• Exercise brief: The entries that follow should be written out exactly.

• Data section:

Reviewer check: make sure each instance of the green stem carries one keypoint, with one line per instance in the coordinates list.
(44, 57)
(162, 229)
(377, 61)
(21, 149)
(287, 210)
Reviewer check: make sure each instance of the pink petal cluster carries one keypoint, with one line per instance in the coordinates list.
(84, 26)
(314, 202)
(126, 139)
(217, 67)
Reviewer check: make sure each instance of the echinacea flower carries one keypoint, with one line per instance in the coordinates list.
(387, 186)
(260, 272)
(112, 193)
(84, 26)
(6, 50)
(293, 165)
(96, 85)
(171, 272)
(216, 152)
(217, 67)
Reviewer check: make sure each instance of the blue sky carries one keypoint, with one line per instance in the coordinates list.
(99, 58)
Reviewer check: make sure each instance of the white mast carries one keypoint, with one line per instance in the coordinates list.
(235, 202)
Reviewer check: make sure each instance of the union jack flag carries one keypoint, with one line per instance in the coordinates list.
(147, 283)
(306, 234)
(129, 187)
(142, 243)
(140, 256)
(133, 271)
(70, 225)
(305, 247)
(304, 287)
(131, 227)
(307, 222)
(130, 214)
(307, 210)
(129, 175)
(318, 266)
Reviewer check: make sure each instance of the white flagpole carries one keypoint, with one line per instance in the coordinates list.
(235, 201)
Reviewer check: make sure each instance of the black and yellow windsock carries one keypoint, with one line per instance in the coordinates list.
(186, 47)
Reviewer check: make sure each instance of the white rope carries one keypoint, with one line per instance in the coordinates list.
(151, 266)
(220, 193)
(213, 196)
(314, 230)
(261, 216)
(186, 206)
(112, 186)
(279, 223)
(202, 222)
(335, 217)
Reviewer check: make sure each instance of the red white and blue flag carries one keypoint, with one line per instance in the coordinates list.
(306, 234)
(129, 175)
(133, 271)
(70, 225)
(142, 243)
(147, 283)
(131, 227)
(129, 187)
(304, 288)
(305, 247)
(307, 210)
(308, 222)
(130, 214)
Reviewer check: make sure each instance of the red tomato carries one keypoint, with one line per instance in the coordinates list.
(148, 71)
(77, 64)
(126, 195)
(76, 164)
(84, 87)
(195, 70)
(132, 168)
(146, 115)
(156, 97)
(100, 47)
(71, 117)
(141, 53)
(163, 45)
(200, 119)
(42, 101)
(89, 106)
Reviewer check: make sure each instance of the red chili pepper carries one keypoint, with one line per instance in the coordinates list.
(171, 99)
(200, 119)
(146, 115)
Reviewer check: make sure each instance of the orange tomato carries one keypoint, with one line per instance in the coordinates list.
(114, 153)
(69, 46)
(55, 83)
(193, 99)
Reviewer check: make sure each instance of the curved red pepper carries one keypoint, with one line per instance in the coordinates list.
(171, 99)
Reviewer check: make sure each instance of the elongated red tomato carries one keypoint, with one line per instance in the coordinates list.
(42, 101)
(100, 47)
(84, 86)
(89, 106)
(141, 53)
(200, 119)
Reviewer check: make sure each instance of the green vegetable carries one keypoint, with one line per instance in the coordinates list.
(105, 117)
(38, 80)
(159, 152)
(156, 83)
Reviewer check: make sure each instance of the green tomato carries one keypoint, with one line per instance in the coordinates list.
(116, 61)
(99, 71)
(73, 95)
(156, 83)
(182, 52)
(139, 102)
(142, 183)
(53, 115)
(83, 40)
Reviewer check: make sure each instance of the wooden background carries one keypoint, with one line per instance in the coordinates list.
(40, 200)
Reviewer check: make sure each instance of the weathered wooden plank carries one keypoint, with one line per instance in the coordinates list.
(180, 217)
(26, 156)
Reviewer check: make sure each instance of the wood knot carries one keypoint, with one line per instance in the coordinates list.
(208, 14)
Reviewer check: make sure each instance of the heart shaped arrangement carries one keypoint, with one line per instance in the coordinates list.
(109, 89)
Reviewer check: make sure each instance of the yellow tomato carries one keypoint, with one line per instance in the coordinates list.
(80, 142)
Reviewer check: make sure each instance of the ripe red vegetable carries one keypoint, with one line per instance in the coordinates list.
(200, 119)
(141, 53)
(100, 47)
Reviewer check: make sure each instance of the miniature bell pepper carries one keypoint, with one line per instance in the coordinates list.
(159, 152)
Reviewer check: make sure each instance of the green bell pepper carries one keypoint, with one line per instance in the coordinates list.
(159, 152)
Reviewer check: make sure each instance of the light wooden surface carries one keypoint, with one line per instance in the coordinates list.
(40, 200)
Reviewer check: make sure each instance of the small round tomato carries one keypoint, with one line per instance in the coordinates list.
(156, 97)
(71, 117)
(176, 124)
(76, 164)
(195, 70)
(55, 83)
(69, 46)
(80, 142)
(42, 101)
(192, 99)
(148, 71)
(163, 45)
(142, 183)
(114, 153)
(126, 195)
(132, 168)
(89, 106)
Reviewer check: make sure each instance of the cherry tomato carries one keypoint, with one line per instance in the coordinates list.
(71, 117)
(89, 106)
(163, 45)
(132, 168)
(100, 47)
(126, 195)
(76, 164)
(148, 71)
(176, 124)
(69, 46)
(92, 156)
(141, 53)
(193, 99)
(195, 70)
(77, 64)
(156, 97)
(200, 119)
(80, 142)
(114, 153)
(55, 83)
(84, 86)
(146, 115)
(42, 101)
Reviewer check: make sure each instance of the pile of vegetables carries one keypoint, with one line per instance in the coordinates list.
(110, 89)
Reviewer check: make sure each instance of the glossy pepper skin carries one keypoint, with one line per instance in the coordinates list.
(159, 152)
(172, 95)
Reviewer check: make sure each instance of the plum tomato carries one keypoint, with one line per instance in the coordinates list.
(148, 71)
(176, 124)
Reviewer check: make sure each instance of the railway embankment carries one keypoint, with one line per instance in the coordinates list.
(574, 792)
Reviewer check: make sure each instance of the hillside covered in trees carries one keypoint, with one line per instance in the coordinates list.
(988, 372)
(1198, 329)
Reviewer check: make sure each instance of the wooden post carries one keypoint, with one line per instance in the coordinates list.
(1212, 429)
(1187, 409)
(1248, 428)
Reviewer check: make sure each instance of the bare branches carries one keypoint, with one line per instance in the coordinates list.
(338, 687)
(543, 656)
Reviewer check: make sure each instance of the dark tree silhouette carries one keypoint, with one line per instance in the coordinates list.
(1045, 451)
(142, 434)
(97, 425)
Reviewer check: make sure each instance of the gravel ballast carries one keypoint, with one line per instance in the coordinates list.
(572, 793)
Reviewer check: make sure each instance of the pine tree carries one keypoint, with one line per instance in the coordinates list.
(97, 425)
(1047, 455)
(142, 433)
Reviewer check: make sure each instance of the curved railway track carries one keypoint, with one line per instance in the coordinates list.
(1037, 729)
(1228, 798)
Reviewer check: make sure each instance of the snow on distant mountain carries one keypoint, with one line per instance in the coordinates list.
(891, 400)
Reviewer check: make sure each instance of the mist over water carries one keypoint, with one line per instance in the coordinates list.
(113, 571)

• Solution for this problem:
Reviewer check: make sure each instance of the green stem carries one keypoint, with one line per instance in the coordinates list.
(44, 57)
(162, 229)
(377, 61)
(21, 149)
(287, 210)
Reviewer check: make sure each instance of the pink petal cluster carries one keypoint, with one line per instance in the coordinates list.
(84, 26)
(314, 202)
(126, 139)
(217, 67)
Reviewer check: make sure each instance of the echinacea flower carries one keypoint, with one line per instance in the coordinates list.
(387, 186)
(260, 272)
(112, 193)
(84, 26)
(6, 50)
(293, 165)
(96, 85)
(171, 272)
(216, 152)
(217, 67)
Reviewer check: make sure each instance of the blue sky carries one keypoint, with one line per instance in the coordinates list.
(99, 58)
Reviewer check: make sure each instance of the white mast carries one keypoint, with one line per instance in the coordinates list.
(235, 202)
Reviewer check: make sure each instance of the union jack flag carries one keypoint, with one line per instance in the coordinates list.
(147, 283)
(306, 234)
(129, 187)
(142, 243)
(140, 256)
(133, 271)
(70, 225)
(305, 247)
(304, 287)
(131, 227)
(307, 222)
(130, 214)
(307, 210)
(129, 175)
(318, 266)
Reviewer check: make sure each instance of the white flagpole carries one keypoint, with one line per instance in the coordinates list.
(235, 201)
Reviewer check: make sure each instance of the black and yellow windsock carries one keypoint, with one line per instance in the coordinates list.
(186, 47)
Reviewer check: make sure each instance of the white rope carries one keypoint, with one line per instance in the coordinates list.
(151, 266)
(220, 193)
(213, 196)
(314, 230)
(261, 216)
(186, 206)
(112, 186)
(279, 223)
(202, 222)
(335, 217)
Reviewer check: make sure each instance of the red white and blue flag carries one keypoint, with one line per instance in the coordinates list.
(306, 234)
(129, 175)
(133, 271)
(70, 225)
(142, 243)
(147, 283)
(131, 227)
(129, 187)
(304, 288)
(305, 247)
(307, 210)
(308, 222)
(130, 214)
Reviewer check: make sure each instance of the red tomato carries one keypoint, with one line per instance in the coordinates list.
(148, 71)
(77, 64)
(126, 195)
(76, 164)
(84, 87)
(195, 70)
(132, 168)
(146, 115)
(156, 97)
(100, 47)
(71, 117)
(141, 53)
(163, 45)
(200, 119)
(42, 101)
(89, 106)
Reviewer check: make sure each instance of the red chili pepper carries one keypoint, with one line per instance in the coordinates list.
(171, 99)
(200, 119)
(146, 115)
Reviewer check: make sure each instance of the orange tomato carries one keypoint, with one line per instance in the coordinates list.
(114, 153)
(69, 46)
(55, 83)
(193, 99)
Reviewer check: make sure each instance of the curved red pepper carries one keypoint, with one line per instance in the coordinates list.
(171, 99)
Reviewer check: make sure each instance of the elongated red tomato carries one keypoint, with one line per instance in the coordinates list.
(42, 101)
(100, 47)
(84, 86)
(89, 106)
(141, 53)
(200, 119)
Reviewer check: make sure each instance of the green vegetable carries one keypoint, with one line per instance in the coordinates list.
(105, 117)
(38, 80)
(159, 152)
(156, 83)
Reviewer check: make sure each instance of the green tomato carries one keypoint, with one line per instance in the coordinates list.
(116, 61)
(99, 71)
(73, 95)
(156, 83)
(182, 52)
(139, 102)
(142, 183)
(53, 115)
(83, 40)
Reviewer check: make sure each instance of the wooden background carries one keypoint, with one line per instance in the coordinates list.
(40, 200)
Reviewer check: make sure each instance of the weathered wooden plank carries one keypoint, with one line per instance in the coordinates list.
(180, 217)
(26, 156)
Reviewer check: make sure each instance of the wood knot carries one keypoint, with one line per instance in the coordinates list.
(208, 14)
Reviewer check: make sure each instance of the heart shaped arrangement carries one keypoint, with one line per instance in the coordinates list.
(109, 89)
Reviewer check: make sure each instance of the yellow tomato carries one keypoint, with one line per instance in the coordinates list.
(80, 142)
Reviewer check: make sure each instance of the ripe red vegetable carries one keypoint, with one line per instance in the coordinates list.
(200, 119)
(141, 53)
(100, 47)
Reviewer check: make sure each instance of the miniature bell pepper carries one keypoint, with one line per instance in the coordinates list.
(159, 152)
Reviewer check: make sure each instance of the green bell pepper carries one keypoint, with one line per instance in the coordinates list.
(159, 152)
Reviewer check: make sure each instance of the light wooden surface carries one keypoint, with one line per instance in the coordinates list.
(40, 200)
Reviewer check: make sure each instance of the small round tomato carries one keypoint, with one line per instance in the coordinates list.
(156, 97)
(71, 117)
(176, 124)
(76, 164)
(195, 70)
(55, 83)
(69, 46)
(80, 142)
(42, 101)
(192, 99)
(148, 71)
(163, 45)
(142, 183)
(114, 153)
(126, 195)
(132, 168)
(89, 106)
Reviewer check: make sure each instance of the cherry tomato carries one keypoint, with one line per instance in the coordinates list.
(71, 117)
(89, 106)
(163, 45)
(132, 168)
(100, 47)
(126, 195)
(76, 164)
(148, 71)
(176, 124)
(69, 46)
(92, 156)
(141, 53)
(193, 99)
(195, 70)
(77, 64)
(156, 97)
(200, 119)
(80, 142)
(114, 153)
(55, 83)
(84, 86)
(146, 115)
(42, 101)
Reviewer check: make sure each instance of the pile of vegetables carries one keypoint, with one line per instance in the coordinates list.
(110, 89)
Reviewer check: make sure each instance of the glossy pepper skin carries one keypoint, with one line per instance in the coordinates list.
(159, 152)
(172, 95)
Reviewer check: make sure each instance of the plum tomato carries one keypoint, with one line per instance in the coordinates list.
(148, 71)
(176, 124)
Reviewer check: make sure each instance of the railway embankment carries one keypoint, with one line per instance in the coordinates list.
(574, 792)
Reviewer check: make sure each instance of the hillside covered in trees carries one keypoint, with one line per instance in the coordinates list.
(988, 372)
(1198, 329)
Reviewer check: make sure each instance of the wooden post carries one keypoint, with one line per instance in the coordinates list.
(1212, 429)
(1187, 409)
(1248, 428)
Reviewer check: make sure each instance of the bare branches carries one keypoint, with one line per instance in the coordinates list.
(338, 687)
(543, 656)
Reviewer check: make sure each instance of the dark tree silhouette carries one keypoint, with one line per instance in the coordinates list.
(1045, 451)
(142, 434)
(97, 425)
Reviewer check: make sure each instance of the gravel ballast carries one keypoint, with one line per instance in the coordinates list.
(572, 793)
Reviewer check: make sure each instance of the pine tree carries one keypoint, with one line per instance in the coordinates list.
(97, 425)
(1047, 455)
(142, 433)
Reviewer check: make sure each instance of the curved railway track carries one keypoint, with one line per instance in the coordinates list.
(1037, 729)
(1228, 798)
Reviewer check: make sure each instance of the snow on distant mountain carries one keypoint, with one line per instance in the coordinates list.
(891, 400)
Reviewer check: make sure each instance of the mist over water carries one keypoint, with one line per instance in the coordinates list.
(113, 571)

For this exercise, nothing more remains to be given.